> [ÉNONCÉ 1]: Répétez à l'identique la partie des enregistrements qui s'ouvre sur la ligne contenant « Can you find the distant » et se poursuit jusqu'à la fin des enregistrements, ces deux bornes comprises.

---- TEXTE EXTRAIT

Cet article vient nous rappeler le contenu des conférences qui nous ont été données lors des journées provinciales de mai et juin 2022.

Intervenant : Le Père Jean-Yves Baziou

Il est docteur en théologie et en histoire et anthropologie des religions. Entre autres responsabilités successives, il a été aumônier du MRJC et de l’ACE, mais aussi Secrétaire national des Aumôneries de l’Enseignement Public, chargé de Formation dans son diocèse de Quimper et enseignant à la Faculté de Théologie d’Angers et à la Faculté de Théologie de Lille dont il a été le doyen. Il a été également membre de l’Institut de recherche pour l’étude des religions de l’université Paris IV. Il est l’auteur d’ »Une parole chrétienne dans l’événement » (2010) et « Les fondements de l’autorité » (2005) aux éditions de l’Atelier.

--------

> [ÉNONCÉ 2]: Dupliquez mot pour mot le passage du texte extrait qui s'ouvre sur les mots contenant « Il est docteur » et se termine par « éditions de l’Atelier. ».

---- ENREGISTREMENTS BRUTS

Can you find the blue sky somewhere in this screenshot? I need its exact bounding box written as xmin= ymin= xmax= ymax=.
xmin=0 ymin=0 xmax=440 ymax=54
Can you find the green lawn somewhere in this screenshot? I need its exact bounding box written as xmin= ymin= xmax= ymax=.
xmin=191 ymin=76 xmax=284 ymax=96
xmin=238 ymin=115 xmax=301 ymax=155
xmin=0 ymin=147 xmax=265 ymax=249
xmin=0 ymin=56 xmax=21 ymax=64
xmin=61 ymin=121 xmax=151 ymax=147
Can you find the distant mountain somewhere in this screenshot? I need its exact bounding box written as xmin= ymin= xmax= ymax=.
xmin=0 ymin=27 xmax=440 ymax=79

--------

> [SOLUTION RÉDIGÉE 1]:
Can you find the distant mountain somewhere in this screenshot? I need its exact bounding box written as xmin= ymin= xmax= ymax=.
xmin=0 ymin=27 xmax=440 ymax=79

> [SOLUTION RÉDIGÉE 2]:
Il est docteur en théologie et en histoire et anthropologie des religions. Entre autres responsabilités successives, il a été aumônier du MRJC et de l’ACE, mais aussi Secrétaire national des Aumôneries de l’Enseignement Public, chargé de Formation dans son diocèse de Quimper et enseignant à la Faculté de Théologie d’Angers et à la Faculté de Théologie de Lille dont il a été le doyen. Il a été également membre de l’Institut de recherche pour l’étude des religions de l’université Paris IV. Il est l’auteur d’ »Une parole chrétienne dans l’événement » (2010) et « Les fondements de l’autorité » (2005) aux éditions de l’Atelier.